### [Description of the task]
No picture belongs in the copy. Repeat each line below exactly.

### [Provided data]
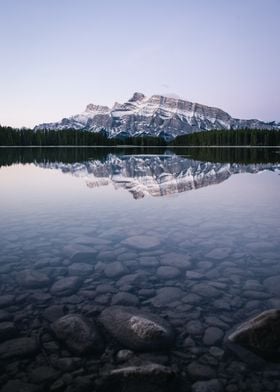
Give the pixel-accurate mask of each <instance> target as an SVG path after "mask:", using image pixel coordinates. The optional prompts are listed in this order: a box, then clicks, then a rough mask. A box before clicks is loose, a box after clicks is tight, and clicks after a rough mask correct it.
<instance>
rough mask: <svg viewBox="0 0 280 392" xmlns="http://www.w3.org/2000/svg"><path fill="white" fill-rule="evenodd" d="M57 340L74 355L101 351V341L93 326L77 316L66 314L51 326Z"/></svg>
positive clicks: (86, 319)
mask: <svg viewBox="0 0 280 392" xmlns="http://www.w3.org/2000/svg"><path fill="white" fill-rule="evenodd" d="M52 330H53V332H54V333H55V336H56V337H57V339H59V340H61V341H63V342H64V343H65V344H66V346H67V347H68V349H69V350H70V351H71V352H73V353H74V354H78V355H81V354H84V353H87V352H92V351H97V352H100V351H102V350H103V341H102V338H101V336H100V334H99V331H98V330H97V327H96V326H95V324H93V323H90V321H89V320H88V319H86V318H85V317H81V316H79V315H77V314H68V315H66V316H63V317H61V318H60V319H58V320H57V321H55V322H54V323H53V324H52Z"/></svg>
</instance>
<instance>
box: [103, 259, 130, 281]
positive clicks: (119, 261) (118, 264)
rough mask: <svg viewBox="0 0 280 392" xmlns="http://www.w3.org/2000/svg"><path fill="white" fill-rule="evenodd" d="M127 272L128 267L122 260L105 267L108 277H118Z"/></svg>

### [Exercise solution]
Give the pixel-accurate mask of each <instance> target as an SVG path after "mask:", using image pixel coordinates. The optional prompts are listed in this order: a box, then clicks, then a rough mask. A box before clicks is loose, a box after clicks is tight, and clicks after a rough mask correct it.
<instance>
rough mask: <svg viewBox="0 0 280 392" xmlns="http://www.w3.org/2000/svg"><path fill="white" fill-rule="evenodd" d="M57 340L74 355L101 351V341L93 326L77 316L66 314L51 326Z"/></svg>
positive clicks: (86, 319)
mask: <svg viewBox="0 0 280 392" xmlns="http://www.w3.org/2000/svg"><path fill="white" fill-rule="evenodd" d="M52 330H53V332H54V333H55V336H56V337H57V339H59V340H61V341H63V342H64V343H65V344H66V346H67V347H68V349H69V350H70V351H71V352H73V353H74V354H78V355H81V354H84V353H87V352H92V351H97V352H100V351H102V350H103V341H102V338H101V336H100V334H99V331H98V330H97V327H96V326H95V324H93V323H90V321H89V320H88V319H86V318H85V317H81V316H79V315H77V314H68V315H66V316H63V317H61V318H60V319H58V320H57V321H55V322H54V323H53V324H52Z"/></svg>
</instance>
<instance>
box: [103, 259, 130, 281]
positive clicks: (119, 261) (118, 264)
rough mask: <svg viewBox="0 0 280 392" xmlns="http://www.w3.org/2000/svg"><path fill="white" fill-rule="evenodd" d="M127 272L128 267L122 260L105 267L108 277H118Z"/></svg>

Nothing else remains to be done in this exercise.